▸ **Tarefas propostas**
A - Diga se cada afirmação concorda com a notícia sobre a indenização ao pastor: (i) a indenização é de R$ 50 mil; (ii) a decisão saiu da 12ª Vara do Trabalho de São Paulo; (iii) segundo testemunha, o pastor levava o valor arrecadado para a matriz ao final de cada semana. Responda sim ou não e cite as palavras decisivas do texto.
B - Dê seguimento à notícia sobre a indenização ao pastor a partir da última frase apresentada.

Um pastor da Igreja Universal do Reino de Deus receberá da entidade uma indenização por danos morais no valor de R$ 50 mil, por ter sido obrigado a fazer vasectomia e pelo transporte de valores dos dízimos.
A decisão é do juiz Marcos Vinícius Barroso, na 12ª Vara do Trabalho de Belo Horizonte.
Interferência na Vida Pessoal
O pastor alegou, na Justiça do Trabalho, que passou por abalo psíquico e emocional, em razão de ter sofrido interferência da entidade na sua vida pessoal.
Para tanto, contou que foi obrigado a fazer o procedimento de vasectomia e a transportar frequentemente elevadas quantias de dinheiro em seu carro particular.
De acordo com exame médico anexado aos autos, restou comprovado que o reclamante realizou o procedimento médico.
Outrossim, prova testemunhal confirmou a versão do pastor sobre o transporte de valores. Segundo testemunha, ao final de cada dia, o pastor da igreja levava o valor arrecadado para a matriz.

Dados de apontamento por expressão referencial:
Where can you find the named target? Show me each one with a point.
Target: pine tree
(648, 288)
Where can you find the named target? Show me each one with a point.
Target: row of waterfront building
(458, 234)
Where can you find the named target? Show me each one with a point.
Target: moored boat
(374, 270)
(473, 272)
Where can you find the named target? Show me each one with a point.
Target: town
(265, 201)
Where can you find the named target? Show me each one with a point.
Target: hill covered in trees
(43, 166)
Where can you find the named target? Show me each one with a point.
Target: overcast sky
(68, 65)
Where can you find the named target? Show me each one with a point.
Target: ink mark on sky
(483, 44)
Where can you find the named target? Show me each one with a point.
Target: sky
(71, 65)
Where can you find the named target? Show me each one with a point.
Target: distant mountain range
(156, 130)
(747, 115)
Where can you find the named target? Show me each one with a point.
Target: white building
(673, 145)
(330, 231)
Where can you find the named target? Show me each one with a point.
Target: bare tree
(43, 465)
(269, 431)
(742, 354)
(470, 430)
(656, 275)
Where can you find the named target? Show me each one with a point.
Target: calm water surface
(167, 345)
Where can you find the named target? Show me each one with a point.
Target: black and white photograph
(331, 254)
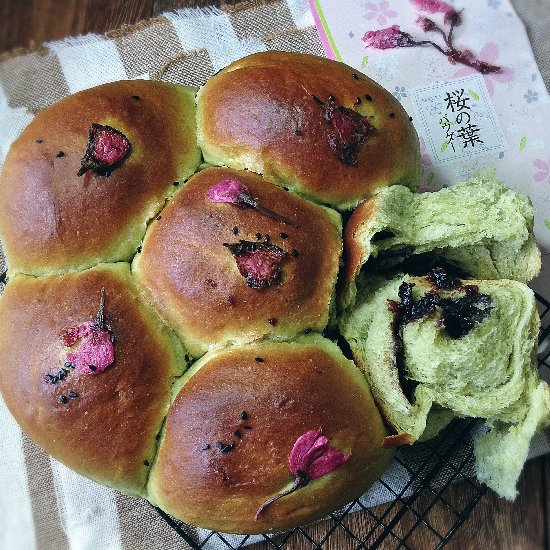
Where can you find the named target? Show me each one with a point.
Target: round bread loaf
(320, 128)
(51, 218)
(238, 267)
(198, 258)
(237, 415)
(102, 425)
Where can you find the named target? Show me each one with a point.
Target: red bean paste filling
(458, 315)
(106, 150)
(259, 263)
(350, 130)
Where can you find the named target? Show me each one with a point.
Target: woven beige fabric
(49, 506)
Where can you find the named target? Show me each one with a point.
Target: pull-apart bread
(131, 260)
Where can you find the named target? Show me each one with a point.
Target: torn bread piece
(435, 347)
(481, 228)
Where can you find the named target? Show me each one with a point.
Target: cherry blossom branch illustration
(394, 37)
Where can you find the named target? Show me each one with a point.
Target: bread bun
(480, 227)
(104, 425)
(51, 219)
(258, 400)
(194, 279)
(295, 119)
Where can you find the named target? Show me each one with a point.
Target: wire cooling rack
(426, 504)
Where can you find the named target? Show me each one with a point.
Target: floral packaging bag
(466, 74)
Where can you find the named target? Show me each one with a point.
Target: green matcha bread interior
(480, 227)
(435, 347)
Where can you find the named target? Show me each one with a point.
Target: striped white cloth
(43, 504)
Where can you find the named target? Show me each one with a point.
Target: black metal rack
(426, 503)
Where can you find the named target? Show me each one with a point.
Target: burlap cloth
(42, 503)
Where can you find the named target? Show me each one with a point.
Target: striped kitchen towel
(42, 503)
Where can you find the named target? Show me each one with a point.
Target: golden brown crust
(259, 113)
(51, 220)
(354, 250)
(194, 279)
(108, 430)
(397, 440)
(296, 388)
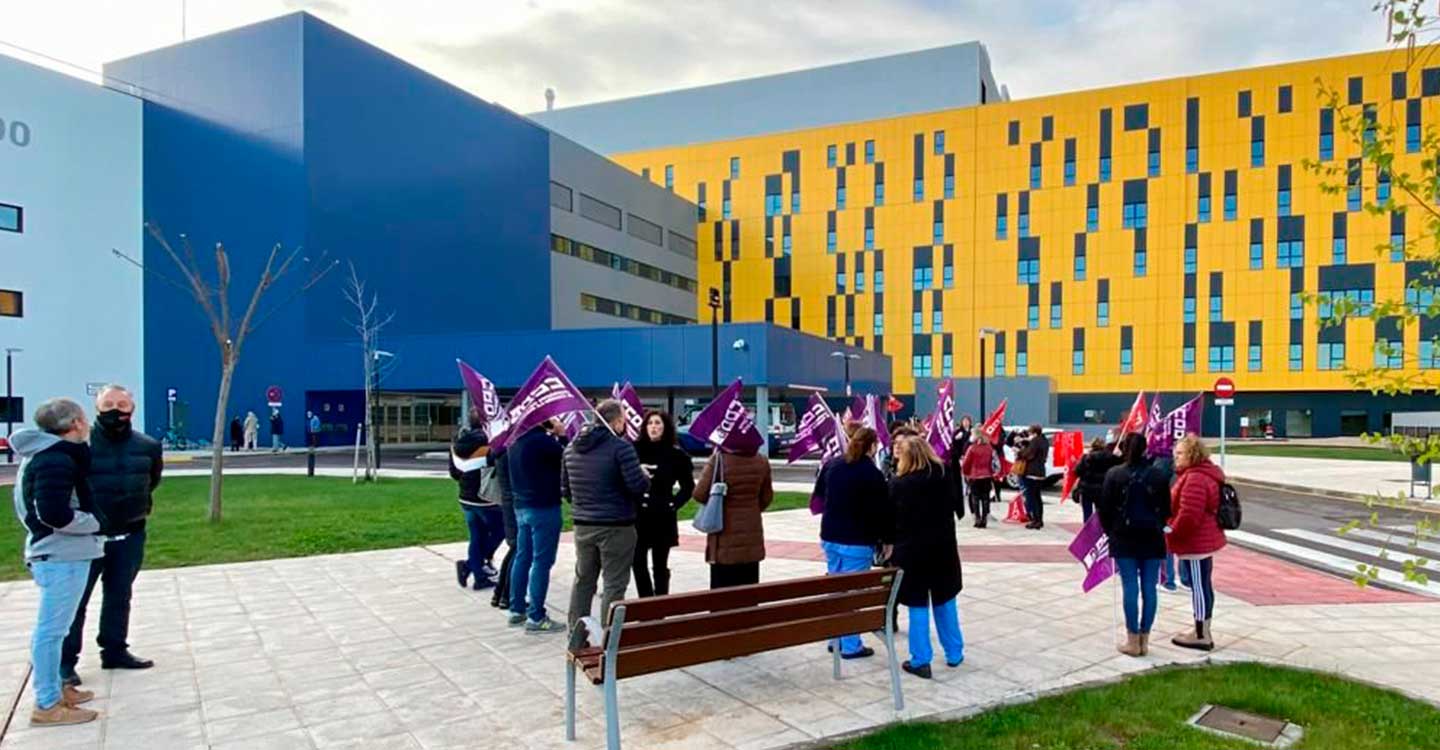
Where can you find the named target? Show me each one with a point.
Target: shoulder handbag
(710, 518)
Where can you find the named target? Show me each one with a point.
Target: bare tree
(229, 334)
(367, 323)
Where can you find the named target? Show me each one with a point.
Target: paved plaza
(380, 649)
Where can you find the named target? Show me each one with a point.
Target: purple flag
(634, 410)
(545, 395)
(726, 423)
(483, 398)
(939, 428)
(1178, 423)
(818, 431)
(1092, 547)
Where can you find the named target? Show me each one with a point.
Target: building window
(1390, 354)
(12, 304)
(1027, 271)
(1331, 356)
(1223, 359)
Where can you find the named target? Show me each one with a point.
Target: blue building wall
(294, 133)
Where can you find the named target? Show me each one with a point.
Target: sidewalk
(380, 649)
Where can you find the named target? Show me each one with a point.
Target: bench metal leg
(569, 700)
(612, 716)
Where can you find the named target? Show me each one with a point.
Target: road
(1293, 526)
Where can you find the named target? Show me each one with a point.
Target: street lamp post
(984, 333)
(846, 357)
(714, 343)
(9, 402)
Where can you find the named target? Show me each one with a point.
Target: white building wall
(75, 170)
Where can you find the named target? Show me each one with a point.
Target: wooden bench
(670, 632)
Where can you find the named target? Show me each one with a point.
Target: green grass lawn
(1149, 711)
(1314, 451)
(268, 517)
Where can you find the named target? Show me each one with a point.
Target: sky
(510, 51)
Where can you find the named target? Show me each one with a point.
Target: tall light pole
(984, 333)
(846, 357)
(9, 402)
(714, 343)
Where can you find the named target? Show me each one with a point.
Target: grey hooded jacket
(52, 498)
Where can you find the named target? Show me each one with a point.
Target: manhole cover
(1240, 724)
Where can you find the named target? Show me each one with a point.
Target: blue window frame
(1331, 356)
(1027, 271)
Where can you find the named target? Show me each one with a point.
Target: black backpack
(1139, 510)
(1229, 513)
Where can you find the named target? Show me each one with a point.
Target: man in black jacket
(604, 482)
(126, 467)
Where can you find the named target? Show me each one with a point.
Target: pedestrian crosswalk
(1387, 549)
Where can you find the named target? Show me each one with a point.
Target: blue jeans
(61, 589)
(946, 625)
(847, 559)
(537, 537)
(1138, 579)
(486, 531)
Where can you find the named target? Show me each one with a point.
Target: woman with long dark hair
(926, 505)
(671, 481)
(856, 518)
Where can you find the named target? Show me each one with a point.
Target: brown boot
(61, 714)
(75, 696)
(1198, 641)
(1132, 645)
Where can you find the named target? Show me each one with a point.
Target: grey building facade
(925, 81)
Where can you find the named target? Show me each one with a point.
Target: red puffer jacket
(1194, 504)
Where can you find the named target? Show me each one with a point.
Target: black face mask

▸ **Respostas por item**
A -
(i) Sim: "no valor de R$ 50 mil".
(ii) Não: "na 12ª Vara do Trabalho de Belo Horizonte".
(iii) Não: "ao final de cada dia, o pastor da igreja levava o valor arrecadado para a matriz".

B -
Em seu depoimento pessoal, o pastor explicou que, segundo a igreja, todo pastor solteiro, antes do casamento, deve ser vasectomizado.
No caso dele, o procedimento médico foi realizado, em 2003, por um profissional do Rio Grande do Sul, em sala alugada em Belo Horizonte junto com mais 30 pastores.
Antes desse sistema de imposição, ele contou que muitos pastores tinham filhos.
Ação Civil Pública
Não obstante, uma ação civil pública ajuizada na 43ª Vara do Trabalho do Rio de Janeiro/RJ também serviu como prova contra a entidade.
Referida demanda judicial teve como objetivo condenar a igreja a obrigações de abster-se imediatamente de exigir exames de vasectomia “a pastores, ministros, empregados ou obreiros que estejam sob a sua dependência jurídica ou hierárquica, conforme os ditames da Constituição da República Federativa do Brasil de 1988, Lei nº 9.029/95 e Convenção Internacional da OIT n° 111”.
Diante dos fatos, o juiz Marcos Vinícius Barroso entendeu que a igreja praticou conduta indevida em relação aos seus colaboradores.
Ao fundamentar sua decisão, o magistrado argumentou:
“Aquele que exerce um direito, mas excede os fins sociais ou a boa-fé contratual, comete excessos, e fica responsável pela indenização. No caso, o excesso foi a interferência da reclamada na vida pessoal do reclamante, que foi obrigado a fazer o procedimento de vasectomia e ainda transportar quantias de dinheiro em seu carro particular”.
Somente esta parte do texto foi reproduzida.